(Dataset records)
= = = =
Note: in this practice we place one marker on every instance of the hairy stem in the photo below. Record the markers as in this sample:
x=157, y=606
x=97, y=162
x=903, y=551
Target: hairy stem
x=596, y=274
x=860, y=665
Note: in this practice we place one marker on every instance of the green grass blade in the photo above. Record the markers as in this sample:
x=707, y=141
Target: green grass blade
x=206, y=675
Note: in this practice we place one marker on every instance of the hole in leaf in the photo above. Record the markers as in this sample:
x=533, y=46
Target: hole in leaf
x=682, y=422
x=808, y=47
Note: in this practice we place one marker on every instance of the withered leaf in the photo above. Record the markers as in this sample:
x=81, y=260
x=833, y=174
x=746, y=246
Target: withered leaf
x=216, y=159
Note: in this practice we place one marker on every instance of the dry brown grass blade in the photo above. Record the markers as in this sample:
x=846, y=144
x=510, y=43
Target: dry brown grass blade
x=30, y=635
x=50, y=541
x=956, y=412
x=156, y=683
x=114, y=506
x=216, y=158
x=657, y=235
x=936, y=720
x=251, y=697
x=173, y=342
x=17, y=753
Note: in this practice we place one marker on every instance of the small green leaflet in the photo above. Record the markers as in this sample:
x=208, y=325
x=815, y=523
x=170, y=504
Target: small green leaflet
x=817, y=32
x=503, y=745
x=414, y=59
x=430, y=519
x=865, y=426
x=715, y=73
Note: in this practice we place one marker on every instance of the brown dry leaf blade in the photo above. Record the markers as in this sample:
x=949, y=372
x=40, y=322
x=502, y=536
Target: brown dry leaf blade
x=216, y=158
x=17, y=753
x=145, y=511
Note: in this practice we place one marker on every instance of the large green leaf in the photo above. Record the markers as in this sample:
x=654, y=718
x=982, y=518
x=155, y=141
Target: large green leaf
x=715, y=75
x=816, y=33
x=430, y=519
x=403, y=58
= = = =
Work order >>
The response should reproduce every entry above exactly.

Answer to this problem >>
Note: in this practice we place one marker on every instance of the hairy stem in the photo below. Record the markers as in this sample:
x=157, y=606
x=97, y=162
x=903, y=551
Target: hairy stem
x=596, y=274
x=860, y=665
Note: in this practice we place one marker on every instance of the green grass blade in the photo above. Record the markers as in this sample:
x=707, y=141
Target: green grass blade
x=206, y=675
Note: in this practice we place one marker on every instance of the hole in leaf in the photo above. Record the markers as in this sample:
x=533, y=46
Target: hole in leaf
x=682, y=422
x=808, y=47
Note: in this practice we place one marker on every instance of the withered leaf in the photo above. Record the markers as in this sample:
x=81, y=260
x=833, y=174
x=746, y=246
Target: withered leaf
x=216, y=159
Note: in this practice we place one marker on every instance of the dry brown grass blade in the photo above. Record the markers as in this sample:
x=846, y=144
x=510, y=43
Target: dry brown grass blade
x=30, y=635
x=50, y=541
x=956, y=412
x=156, y=683
x=114, y=506
x=216, y=158
x=657, y=235
x=936, y=720
x=251, y=697
x=173, y=342
x=17, y=753
Note: in this practice we place one marker on every instance of the small green leaflet in the photo above. Record the markers as in this sample:
x=208, y=325
x=815, y=523
x=170, y=504
Target: small green leaflet
x=817, y=32
x=503, y=745
x=414, y=59
x=430, y=519
x=865, y=426
x=715, y=73
Note: in this practice we place one marker on every instance of the brown dry leaf blade in the photo above. Record the markers as in this sample:
x=949, y=372
x=40, y=322
x=502, y=536
Target: brown dry leaf blade
x=216, y=158
x=17, y=753
x=145, y=511
Note: in this practice we place one marker on every instance of the large green leaf in the photo above. Record the markers as in this sample:
x=654, y=718
x=982, y=518
x=155, y=141
Target: large green leaf
x=715, y=75
x=816, y=33
x=430, y=519
x=403, y=58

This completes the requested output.